- [What the exercise asks] Extract the full listing below without altering a single character.

- [Data lines]
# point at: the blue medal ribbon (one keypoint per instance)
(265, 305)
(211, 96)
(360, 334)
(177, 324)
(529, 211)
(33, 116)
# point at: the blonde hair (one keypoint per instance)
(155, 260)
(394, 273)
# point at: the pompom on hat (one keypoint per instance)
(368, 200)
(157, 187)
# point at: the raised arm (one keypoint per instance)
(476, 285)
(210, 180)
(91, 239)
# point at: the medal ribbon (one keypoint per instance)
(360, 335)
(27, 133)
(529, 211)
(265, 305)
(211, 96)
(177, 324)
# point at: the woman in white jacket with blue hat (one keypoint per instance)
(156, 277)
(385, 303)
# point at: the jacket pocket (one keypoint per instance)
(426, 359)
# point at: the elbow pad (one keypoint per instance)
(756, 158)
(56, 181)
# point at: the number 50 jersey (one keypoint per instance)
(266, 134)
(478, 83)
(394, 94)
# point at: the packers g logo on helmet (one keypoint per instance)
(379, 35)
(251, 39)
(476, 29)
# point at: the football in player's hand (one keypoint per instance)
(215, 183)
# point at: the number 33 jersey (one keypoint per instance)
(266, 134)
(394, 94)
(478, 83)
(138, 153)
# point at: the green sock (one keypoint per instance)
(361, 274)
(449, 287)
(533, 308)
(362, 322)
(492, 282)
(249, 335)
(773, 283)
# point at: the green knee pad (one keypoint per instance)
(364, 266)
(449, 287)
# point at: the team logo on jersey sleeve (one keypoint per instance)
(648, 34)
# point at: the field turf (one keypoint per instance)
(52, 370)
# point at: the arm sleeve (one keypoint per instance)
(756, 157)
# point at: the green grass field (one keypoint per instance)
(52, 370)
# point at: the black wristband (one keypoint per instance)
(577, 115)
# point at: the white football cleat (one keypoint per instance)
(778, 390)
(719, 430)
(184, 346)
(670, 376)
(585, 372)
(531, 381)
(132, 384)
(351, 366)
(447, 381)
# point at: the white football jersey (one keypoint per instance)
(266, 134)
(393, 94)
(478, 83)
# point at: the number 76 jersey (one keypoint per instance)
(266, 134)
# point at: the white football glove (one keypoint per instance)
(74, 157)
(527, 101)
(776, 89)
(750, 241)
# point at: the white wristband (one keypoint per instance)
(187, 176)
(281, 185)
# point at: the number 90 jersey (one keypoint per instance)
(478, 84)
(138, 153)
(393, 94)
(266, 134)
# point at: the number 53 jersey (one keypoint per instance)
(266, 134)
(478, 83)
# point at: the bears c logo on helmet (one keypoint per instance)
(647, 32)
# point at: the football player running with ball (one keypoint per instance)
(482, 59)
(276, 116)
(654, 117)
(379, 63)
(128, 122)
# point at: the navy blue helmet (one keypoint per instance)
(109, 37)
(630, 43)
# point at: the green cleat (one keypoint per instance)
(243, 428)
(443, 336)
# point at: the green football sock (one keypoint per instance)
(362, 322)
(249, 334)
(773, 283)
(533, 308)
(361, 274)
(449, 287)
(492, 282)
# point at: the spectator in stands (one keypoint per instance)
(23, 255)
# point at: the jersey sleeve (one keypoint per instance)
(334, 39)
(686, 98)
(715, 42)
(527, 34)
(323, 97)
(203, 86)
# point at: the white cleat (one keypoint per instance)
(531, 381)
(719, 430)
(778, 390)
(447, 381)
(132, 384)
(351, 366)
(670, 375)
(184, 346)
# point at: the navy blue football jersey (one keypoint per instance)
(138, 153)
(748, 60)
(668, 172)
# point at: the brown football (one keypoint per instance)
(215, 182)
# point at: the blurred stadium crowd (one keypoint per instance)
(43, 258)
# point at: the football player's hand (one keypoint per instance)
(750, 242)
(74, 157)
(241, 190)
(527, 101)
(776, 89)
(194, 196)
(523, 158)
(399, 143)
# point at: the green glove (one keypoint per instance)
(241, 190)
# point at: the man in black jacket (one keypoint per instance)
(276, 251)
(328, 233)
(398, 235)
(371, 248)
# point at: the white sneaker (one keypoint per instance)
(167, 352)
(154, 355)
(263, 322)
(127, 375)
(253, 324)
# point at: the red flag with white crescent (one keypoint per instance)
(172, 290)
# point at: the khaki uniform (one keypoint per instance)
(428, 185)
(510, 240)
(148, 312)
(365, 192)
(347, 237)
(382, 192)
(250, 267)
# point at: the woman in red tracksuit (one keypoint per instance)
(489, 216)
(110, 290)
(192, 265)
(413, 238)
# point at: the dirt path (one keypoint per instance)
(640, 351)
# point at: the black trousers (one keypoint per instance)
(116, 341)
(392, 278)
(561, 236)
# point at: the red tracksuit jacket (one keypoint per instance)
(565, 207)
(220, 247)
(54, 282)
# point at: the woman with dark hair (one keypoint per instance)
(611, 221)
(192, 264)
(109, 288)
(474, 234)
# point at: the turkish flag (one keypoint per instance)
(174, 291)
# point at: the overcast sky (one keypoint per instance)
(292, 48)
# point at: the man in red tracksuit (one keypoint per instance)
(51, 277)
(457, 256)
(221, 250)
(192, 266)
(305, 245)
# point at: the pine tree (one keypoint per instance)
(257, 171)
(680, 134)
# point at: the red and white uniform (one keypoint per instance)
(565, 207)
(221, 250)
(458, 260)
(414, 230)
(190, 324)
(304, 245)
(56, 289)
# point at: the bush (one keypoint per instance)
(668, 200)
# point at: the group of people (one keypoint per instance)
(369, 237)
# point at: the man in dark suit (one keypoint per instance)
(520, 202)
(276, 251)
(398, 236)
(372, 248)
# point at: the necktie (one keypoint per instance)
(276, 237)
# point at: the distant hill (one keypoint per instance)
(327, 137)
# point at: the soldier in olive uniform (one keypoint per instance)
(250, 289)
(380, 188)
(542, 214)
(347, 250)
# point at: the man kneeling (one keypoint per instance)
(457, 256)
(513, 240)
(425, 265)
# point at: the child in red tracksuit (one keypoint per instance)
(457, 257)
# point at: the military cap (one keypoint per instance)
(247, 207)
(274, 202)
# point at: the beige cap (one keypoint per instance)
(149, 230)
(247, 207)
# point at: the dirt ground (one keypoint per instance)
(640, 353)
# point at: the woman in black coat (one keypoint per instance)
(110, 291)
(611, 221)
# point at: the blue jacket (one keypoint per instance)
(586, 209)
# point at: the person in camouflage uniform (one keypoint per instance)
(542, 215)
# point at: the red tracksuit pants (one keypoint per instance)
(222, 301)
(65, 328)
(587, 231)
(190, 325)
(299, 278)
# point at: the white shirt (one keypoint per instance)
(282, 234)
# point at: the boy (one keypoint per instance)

- [Result for this task]
# point at: the blue medal ribbon (one keypoint per instance)
(265, 305)
(211, 96)
(360, 334)
(177, 324)
(529, 211)
(33, 116)
# point at: the blonde hair (one keypoint per instance)
(155, 260)
(394, 273)
# point at: the pompom on hat (one keypoint per instance)
(368, 200)
(157, 187)
# point at: the raised arm (one keypoint per instance)
(476, 285)
(210, 180)
(91, 239)
# point at: the medal ribbon (one keypoint per instance)
(360, 335)
(27, 133)
(529, 211)
(265, 305)
(211, 96)
(177, 324)
# point at: the woman in white jacket with blue hat (one keypoint per instance)
(156, 277)
(385, 303)
# point at: the jacket pocket (one keypoint per instance)
(426, 359)
# point at: the elbow pad (one keypoint per instance)
(756, 158)
(56, 181)
# point at: the number 50 jersey (one keypoint per instance)
(266, 134)
(478, 83)
(394, 94)
# point at: the packers g logo on helmet (one keypoint per instance)
(379, 35)
(251, 39)
(476, 29)
# point at: the football in player's hand (one keypoint per instance)
(215, 183)
# point at: the number 33 jersey (one keypoint per instance)
(266, 134)
(394, 94)
(478, 83)
(138, 153)
# point at: the green sock (one keypoint per instance)
(361, 274)
(449, 287)
(533, 308)
(362, 322)
(492, 282)
(249, 335)
(773, 283)
# point at: the green knee pad (one keypoint per instance)
(364, 266)
(449, 287)
# point at: the team logo on jersey sleeve (one keypoint per instance)
(648, 34)
# point at: the field turf (one keypoint per instance)
(52, 370)
# point at: the arm sleeve (one keypoint per instance)
(756, 157)
# point at: the green grass field (one keypoint per instance)
(52, 370)
# point at: the black wristband (one keypoint per instance)
(577, 115)
# point at: the white football cleat (one keypoint per instance)
(778, 390)
(719, 430)
(184, 346)
(670, 376)
(585, 372)
(531, 381)
(132, 384)
(351, 366)
(447, 381)
# point at: the white football jersey (one keypoint per instance)
(266, 134)
(393, 94)
(478, 83)
# point at: the number 76 jersey (one keypoint per instance)
(266, 134)
# point at: the white football glove (one keypoint per instance)
(74, 157)
(527, 101)
(776, 89)
(750, 241)
# point at: the white wristband (one keypoint per instance)
(187, 176)
(281, 185)
# point at: the number 90 jersey (one keypoint per instance)
(478, 84)
(138, 153)
(393, 94)
(266, 134)
# point at: the number 53 jersey (one keypoint per instance)
(266, 134)
(478, 83)
# point at: the bears c logo on helmet (one keypoint per instance)
(647, 32)
# point at: the football player running with ball (one keypoint per instance)
(482, 59)
(276, 116)
(654, 117)
(379, 63)
(128, 122)
# point at: the navy blue helmet (one keypoint per instance)
(109, 37)
(630, 43)
# point at: the green cleat (one keypoint per instance)
(243, 428)
(443, 336)
# point at: the green football sock (one keypoint per instance)
(362, 322)
(249, 334)
(773, 283)
(533, 308)
(361, 274)
(449, 287)
(492, 282)
# point at: the spectator in stands (one keypoint per instance)
(23, 255)
# point at: the jersey sleeve (one keypoint per instance)
(334, 39)
(686, 98)
(715, 42)
(527, 34)
(323, 97)
(203, 86)
# point at: the white cleat (one keypoint per instance)
(531, 381)
(719, 430)
(778, 390)
(447, 381)
(132, 384)
(351, 366)
(670, 375)
(184, 346)
# point at: the navy blue football jersey (one keypoint per instance)
(138, 153)
(748, 60)
(668, 172)
# point at: the brown football (one keypoint per instance)
(215, 182)
# point at: the blurred stadium crowd (one keypoint per instance)
(43, 258)
# point at: the football player's hand (one keypoint per instance)
(750, 242)
(74, 157)
(241, 190)
(527, 101)
(776, 89)
(194, 196)
(523, 158)
(399, 143)
# point at: the green glove (one keypoint per instance)
(241, 190)
# point at: the man in black jacket (one keypoint per instance)
(276, 251)
(328, 233)
(398, 235)
(371, 248)
# point at: the white sneaker (one keypoint per instance)
(167, 352)
(154, 355)
(263, 322)
(127, 375)
(253, 324)
# point at: the red flag with white crescent (one keypoint per instance)
(172, 290)
# point at: the khaki uniform (one keypoint per instance)
(428, 185)
(510, 240)
(148, 312)
(365, 192)
(347, 237)
(382, 192)
(250, 267)
# point at: the woman in red tracksuit (one keypoint per instance)
(489, 216)
(110, 290)
(192, 265)
(413, 238)
# point at: the dirt path (one keypoint per instance)
(640, 351)
# point at: the black trousers (one keypoint per instance)
(116, 341)
(392, 278)
(561, 236)
# point at: the red tracksuit jacket (one keypoint per instance)
(565, 207)
(220, 247)
(54, 282)
# point at: the woman with dark hair (one keypoint per instance)
(611, 221)
(192, 264)
(109, 288)
(474, 234)
# point at: the turkish flag (one keypoint per instance)
(174, 291)
# point at: the overcast sky (one keypoint per instance)
(292, 48)
# point at: the man in red tracksuit (one keypoint per instance)
(51, 277)
(457, 256)
(221, 250)
(192, 266)
(305, 245)
# point at: the pine tree (one keypoint per instance)
(257, 171)
(680, 134)
# point at: the red and white uniform (one keypoint per instance)
(565, 207)
(221, 250)
(458, 260)
(414, 230)
(190, 324)
(304, 245)
(56, 289)
# point at: the bush (one keypoint per instance)
(668, 200)
# point at: the group of people (one keypoint per instance)
(369, 237)
# point at: the man in dark suit (one keypoint per instance)
(520, 202)
(276, 251)
(398, 236)
(372, 248)
# point at: the necktie (one keypoint per instance)
(276, 237)
# point at: the distant hill (one keypoint per instance)
(327, 137)
# point at: the soldier in olive uniform (one keypoint per instance)
(250, 289)
(380, 188)
(542, 214)
(347, 250)
# point at: the man kneeling (one keypoint per instance)
(457, 256)
(513, 240)
(425, 265)
# point at: the child in red tracksuit (one keypoint per instance)
(457, 257)
# point at: the military cap (one keypoint per instance)
(247, 207)
(274, 202)
# point at: the beige cap (one keypoint per instance)
(149, 230)
(247, 207)
# point at: the dirt ground (one keypoint per instance)
(640, 353)
# point at: the woman in black coat (one keypoint per instance)
(110, 291)
(611, 221)
# point at: the blue jacket (one keypoint per instance)
(586, 209)
# point at: the person in camouflage uniform (one keypoint per instance)
(542, 215)
# point at: the red tracksuit pants (one keypoint per instance)
(222, 301)
(65, 328)
(587, 231)
(190, 325)
(299, 278)
# point at: the white shirt (one keypoint per instance)
(282, 234)
# point at: the boy (one keypoint per instance)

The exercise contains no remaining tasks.